[STATED PROBLEM]
Copy, unchanged, the lines from the one containing "A rule for this batch: each instance of the wasp leg" through the end of the rows, with both ends included.
--
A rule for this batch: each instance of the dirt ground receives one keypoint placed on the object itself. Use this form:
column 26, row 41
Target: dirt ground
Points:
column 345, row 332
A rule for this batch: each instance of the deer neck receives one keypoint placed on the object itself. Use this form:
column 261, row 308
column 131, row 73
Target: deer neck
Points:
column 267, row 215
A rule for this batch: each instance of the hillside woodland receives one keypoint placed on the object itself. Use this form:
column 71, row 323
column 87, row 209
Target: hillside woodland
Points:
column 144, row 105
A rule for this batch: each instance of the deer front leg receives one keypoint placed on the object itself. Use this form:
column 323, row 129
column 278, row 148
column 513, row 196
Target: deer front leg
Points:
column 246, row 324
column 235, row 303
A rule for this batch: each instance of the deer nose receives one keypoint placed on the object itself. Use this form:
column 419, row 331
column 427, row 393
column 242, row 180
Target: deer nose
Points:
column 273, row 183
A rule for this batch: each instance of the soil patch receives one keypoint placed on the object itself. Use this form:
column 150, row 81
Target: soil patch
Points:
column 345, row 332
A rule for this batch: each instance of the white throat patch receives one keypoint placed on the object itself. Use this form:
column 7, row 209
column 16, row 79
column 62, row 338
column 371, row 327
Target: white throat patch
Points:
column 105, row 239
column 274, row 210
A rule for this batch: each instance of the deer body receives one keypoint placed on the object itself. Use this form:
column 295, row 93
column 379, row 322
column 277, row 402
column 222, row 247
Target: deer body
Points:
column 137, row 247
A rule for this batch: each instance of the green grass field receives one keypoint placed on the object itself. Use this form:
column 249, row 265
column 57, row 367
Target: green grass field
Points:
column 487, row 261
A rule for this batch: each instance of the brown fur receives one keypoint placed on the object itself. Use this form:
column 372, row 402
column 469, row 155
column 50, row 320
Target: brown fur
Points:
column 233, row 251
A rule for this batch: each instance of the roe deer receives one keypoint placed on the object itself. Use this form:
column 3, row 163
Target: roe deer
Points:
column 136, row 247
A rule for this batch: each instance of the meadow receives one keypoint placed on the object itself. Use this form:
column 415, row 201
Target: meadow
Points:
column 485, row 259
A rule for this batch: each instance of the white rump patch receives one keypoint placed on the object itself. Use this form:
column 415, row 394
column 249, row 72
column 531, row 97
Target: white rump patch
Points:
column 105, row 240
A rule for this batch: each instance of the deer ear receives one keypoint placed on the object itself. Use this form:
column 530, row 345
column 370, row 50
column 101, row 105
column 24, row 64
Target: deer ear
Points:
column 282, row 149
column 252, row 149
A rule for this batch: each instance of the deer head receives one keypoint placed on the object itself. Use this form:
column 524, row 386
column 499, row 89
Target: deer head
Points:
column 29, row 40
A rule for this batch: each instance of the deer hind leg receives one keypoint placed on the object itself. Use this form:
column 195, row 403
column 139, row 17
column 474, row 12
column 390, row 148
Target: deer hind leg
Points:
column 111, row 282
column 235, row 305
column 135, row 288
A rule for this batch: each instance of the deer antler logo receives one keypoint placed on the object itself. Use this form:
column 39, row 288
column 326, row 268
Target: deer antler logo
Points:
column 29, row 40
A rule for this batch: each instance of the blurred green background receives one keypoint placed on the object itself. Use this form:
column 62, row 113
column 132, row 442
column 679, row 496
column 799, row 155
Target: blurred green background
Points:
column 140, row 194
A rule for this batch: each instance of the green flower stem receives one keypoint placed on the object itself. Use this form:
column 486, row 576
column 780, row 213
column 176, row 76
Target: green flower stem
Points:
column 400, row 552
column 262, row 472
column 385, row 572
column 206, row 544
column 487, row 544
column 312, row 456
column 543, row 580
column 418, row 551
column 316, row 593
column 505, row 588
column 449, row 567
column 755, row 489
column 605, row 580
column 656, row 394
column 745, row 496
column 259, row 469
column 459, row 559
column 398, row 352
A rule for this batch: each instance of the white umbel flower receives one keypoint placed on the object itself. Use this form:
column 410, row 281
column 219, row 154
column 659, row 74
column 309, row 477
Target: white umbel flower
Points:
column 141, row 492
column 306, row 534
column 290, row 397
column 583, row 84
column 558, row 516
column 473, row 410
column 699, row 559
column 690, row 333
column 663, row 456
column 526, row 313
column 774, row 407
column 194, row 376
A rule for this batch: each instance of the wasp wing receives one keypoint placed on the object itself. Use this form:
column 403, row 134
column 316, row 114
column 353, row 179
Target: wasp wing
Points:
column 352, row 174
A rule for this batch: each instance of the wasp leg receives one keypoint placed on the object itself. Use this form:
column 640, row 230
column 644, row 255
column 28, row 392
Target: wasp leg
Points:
--
[THE OUTPUT]
A rule for this batch: each instance of the wasp leg receives one keypoint placed on the object itself. Use this form:
column 640, row 230
column 644, row 255
column 28, row 392
Target: wasp leg
Points:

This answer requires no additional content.